WHAT IS BEING ASKED:
Reproduce the lines from the one containing "of the white" to the one containing "[(600, 537)]", substituting "point" for each occurrence of "marker" and leaving everything else unchanged. Return only those lines.
-----
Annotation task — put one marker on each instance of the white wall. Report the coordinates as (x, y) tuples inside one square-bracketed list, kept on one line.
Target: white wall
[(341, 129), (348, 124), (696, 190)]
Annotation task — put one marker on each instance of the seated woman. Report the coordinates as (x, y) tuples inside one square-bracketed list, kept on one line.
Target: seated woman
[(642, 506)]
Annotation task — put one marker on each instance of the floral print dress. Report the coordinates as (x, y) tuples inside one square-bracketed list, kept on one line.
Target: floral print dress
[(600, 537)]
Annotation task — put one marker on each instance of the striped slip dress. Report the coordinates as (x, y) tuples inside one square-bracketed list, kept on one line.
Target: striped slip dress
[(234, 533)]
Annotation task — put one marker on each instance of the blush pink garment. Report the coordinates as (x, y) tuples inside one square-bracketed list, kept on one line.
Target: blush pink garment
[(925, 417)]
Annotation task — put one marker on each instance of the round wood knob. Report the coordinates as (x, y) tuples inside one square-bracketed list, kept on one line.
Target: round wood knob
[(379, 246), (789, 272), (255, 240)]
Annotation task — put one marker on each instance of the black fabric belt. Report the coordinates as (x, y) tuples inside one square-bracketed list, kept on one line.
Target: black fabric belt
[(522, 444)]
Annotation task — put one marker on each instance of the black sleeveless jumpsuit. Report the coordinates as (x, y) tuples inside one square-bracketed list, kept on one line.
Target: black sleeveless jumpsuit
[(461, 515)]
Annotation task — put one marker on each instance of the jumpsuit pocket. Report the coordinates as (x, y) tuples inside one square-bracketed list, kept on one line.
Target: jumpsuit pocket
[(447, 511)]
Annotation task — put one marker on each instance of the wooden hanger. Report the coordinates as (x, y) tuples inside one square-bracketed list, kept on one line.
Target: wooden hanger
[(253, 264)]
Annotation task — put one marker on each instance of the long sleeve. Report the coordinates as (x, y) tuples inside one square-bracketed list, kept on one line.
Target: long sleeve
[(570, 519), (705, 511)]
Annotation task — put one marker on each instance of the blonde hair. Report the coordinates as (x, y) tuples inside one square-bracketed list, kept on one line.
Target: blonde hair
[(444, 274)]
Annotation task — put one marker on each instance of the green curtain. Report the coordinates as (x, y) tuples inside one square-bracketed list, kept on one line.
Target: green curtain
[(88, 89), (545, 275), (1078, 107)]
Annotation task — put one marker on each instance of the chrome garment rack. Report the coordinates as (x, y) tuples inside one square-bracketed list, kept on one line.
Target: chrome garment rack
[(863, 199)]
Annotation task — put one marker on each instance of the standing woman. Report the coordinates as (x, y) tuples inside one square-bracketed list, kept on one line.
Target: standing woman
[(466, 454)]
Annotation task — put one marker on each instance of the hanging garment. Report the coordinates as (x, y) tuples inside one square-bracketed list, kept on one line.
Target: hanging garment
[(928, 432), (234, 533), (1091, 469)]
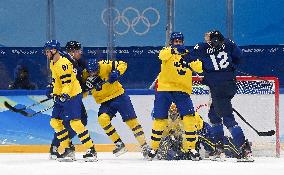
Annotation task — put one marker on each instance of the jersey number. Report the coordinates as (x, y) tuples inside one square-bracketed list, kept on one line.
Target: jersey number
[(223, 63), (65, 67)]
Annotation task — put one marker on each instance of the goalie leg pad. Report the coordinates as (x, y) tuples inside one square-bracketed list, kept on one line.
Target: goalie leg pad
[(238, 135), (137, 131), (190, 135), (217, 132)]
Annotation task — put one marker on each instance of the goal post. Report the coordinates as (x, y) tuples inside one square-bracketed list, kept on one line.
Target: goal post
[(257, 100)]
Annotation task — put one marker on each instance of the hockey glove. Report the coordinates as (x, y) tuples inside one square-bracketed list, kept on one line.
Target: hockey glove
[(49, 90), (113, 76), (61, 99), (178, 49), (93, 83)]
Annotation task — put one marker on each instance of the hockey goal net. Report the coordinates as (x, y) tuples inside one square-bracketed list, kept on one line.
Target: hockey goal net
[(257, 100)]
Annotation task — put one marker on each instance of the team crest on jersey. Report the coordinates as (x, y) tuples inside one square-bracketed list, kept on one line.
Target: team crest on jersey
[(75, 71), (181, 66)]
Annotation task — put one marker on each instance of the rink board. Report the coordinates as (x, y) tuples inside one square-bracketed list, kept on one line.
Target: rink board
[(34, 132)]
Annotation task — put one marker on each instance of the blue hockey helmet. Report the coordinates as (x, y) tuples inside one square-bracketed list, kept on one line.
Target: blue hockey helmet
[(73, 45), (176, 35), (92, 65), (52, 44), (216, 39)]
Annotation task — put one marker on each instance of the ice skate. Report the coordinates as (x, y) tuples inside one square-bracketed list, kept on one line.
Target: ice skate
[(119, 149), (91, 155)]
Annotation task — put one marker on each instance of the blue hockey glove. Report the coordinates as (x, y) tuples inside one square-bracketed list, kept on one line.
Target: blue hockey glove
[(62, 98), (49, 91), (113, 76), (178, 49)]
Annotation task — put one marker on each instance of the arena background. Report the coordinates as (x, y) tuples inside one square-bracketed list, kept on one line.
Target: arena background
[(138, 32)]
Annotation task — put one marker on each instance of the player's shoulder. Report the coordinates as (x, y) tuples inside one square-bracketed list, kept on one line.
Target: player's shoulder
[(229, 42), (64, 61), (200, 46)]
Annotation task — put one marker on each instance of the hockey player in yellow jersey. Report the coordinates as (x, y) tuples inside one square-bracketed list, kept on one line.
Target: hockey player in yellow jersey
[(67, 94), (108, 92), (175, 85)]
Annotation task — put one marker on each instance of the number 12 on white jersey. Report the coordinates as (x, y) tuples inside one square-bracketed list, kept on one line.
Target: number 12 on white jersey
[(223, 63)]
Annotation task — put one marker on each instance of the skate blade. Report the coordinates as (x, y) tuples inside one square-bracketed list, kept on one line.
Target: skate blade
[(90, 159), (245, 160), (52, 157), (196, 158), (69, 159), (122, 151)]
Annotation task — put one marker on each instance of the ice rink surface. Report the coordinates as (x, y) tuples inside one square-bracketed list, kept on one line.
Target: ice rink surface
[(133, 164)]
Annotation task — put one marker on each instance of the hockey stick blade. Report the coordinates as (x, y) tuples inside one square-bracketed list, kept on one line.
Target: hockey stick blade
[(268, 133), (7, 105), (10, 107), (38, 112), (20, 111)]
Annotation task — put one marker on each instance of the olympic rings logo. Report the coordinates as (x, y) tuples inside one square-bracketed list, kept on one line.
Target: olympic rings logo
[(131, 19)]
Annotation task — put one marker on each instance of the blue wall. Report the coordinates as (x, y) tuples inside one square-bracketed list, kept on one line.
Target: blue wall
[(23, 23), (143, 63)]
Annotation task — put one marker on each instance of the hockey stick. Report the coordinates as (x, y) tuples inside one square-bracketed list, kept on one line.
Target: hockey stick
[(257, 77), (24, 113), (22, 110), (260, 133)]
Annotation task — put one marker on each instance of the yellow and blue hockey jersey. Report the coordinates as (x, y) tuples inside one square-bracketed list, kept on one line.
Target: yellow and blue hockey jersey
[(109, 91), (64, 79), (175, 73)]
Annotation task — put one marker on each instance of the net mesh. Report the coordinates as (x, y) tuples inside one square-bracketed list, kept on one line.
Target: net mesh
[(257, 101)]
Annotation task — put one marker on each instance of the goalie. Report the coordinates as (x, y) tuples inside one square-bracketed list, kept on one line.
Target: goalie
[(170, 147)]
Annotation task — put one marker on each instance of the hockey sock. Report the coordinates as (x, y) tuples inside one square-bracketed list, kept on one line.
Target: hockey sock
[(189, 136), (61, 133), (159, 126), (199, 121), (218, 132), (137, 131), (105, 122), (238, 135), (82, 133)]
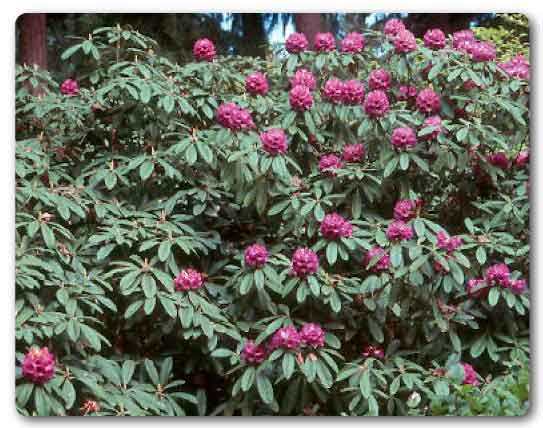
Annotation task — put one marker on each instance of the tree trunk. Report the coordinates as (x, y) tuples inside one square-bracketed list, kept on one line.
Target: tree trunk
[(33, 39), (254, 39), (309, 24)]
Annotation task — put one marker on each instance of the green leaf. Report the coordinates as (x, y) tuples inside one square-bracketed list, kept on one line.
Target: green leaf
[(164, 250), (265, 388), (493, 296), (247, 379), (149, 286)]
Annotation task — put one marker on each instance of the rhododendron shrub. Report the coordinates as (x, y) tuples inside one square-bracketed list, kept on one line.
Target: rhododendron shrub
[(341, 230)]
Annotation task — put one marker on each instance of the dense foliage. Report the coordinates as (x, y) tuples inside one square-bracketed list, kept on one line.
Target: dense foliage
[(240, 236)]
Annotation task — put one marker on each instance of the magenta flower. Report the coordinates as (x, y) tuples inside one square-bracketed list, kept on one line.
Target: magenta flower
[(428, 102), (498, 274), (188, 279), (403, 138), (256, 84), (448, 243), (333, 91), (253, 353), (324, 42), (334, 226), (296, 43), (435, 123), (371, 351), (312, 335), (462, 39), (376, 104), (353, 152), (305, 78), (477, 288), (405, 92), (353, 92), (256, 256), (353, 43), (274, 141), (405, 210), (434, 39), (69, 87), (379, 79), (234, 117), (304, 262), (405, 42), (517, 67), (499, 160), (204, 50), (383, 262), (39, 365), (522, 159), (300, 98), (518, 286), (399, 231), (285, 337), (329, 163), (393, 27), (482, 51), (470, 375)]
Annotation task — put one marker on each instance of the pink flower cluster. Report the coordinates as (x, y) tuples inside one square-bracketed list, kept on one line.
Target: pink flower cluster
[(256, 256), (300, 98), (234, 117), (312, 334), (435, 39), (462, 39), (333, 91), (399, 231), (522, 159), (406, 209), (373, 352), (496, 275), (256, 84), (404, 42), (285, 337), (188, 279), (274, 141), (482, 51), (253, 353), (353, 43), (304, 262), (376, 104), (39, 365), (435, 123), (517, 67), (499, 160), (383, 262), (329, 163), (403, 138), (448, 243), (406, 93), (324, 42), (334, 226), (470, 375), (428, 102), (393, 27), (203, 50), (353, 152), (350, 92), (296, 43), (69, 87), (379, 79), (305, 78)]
-----
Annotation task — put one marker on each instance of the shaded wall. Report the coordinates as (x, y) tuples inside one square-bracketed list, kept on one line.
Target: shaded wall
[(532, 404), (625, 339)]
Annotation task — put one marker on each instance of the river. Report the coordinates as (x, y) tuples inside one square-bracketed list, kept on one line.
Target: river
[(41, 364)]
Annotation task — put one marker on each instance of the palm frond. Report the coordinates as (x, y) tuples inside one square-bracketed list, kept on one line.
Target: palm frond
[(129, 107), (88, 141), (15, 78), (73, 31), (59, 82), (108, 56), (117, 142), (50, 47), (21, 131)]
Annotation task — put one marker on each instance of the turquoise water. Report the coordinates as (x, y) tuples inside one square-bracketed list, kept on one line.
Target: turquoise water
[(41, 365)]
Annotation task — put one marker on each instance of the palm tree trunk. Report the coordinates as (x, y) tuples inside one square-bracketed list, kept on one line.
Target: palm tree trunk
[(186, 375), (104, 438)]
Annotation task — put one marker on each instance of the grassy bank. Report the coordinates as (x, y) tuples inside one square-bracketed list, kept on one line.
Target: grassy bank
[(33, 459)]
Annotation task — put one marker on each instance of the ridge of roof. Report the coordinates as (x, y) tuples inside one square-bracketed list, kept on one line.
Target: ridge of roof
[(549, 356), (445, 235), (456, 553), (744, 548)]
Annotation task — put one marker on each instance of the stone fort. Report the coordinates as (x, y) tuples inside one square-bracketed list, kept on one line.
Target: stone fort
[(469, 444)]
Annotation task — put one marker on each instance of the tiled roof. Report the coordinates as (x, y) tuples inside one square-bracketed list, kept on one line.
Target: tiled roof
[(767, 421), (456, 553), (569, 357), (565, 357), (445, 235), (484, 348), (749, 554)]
-----
CORRECT ANSWER:
Annotation task — put one point on each instance of the white wall. Report the coordinates as (x, y) tuples inside one square-bracketed list, kept on one line.
Target: white wall
[(341, 129), (348, 124), (696, 190)]
Annotation task — put one point on each instance of the seated woman. Report the coordinates as (x, y) tuples inside one square-bracketed list, kept on one line.
Target: seated woman
[(642, 506)]
Annotation task — put one point on each instance of the floral print dress. Report the coordinates as (x, y) tuples inside one square-bracketed list, kept on one line.
Target: floral print dress
[(600, 537)]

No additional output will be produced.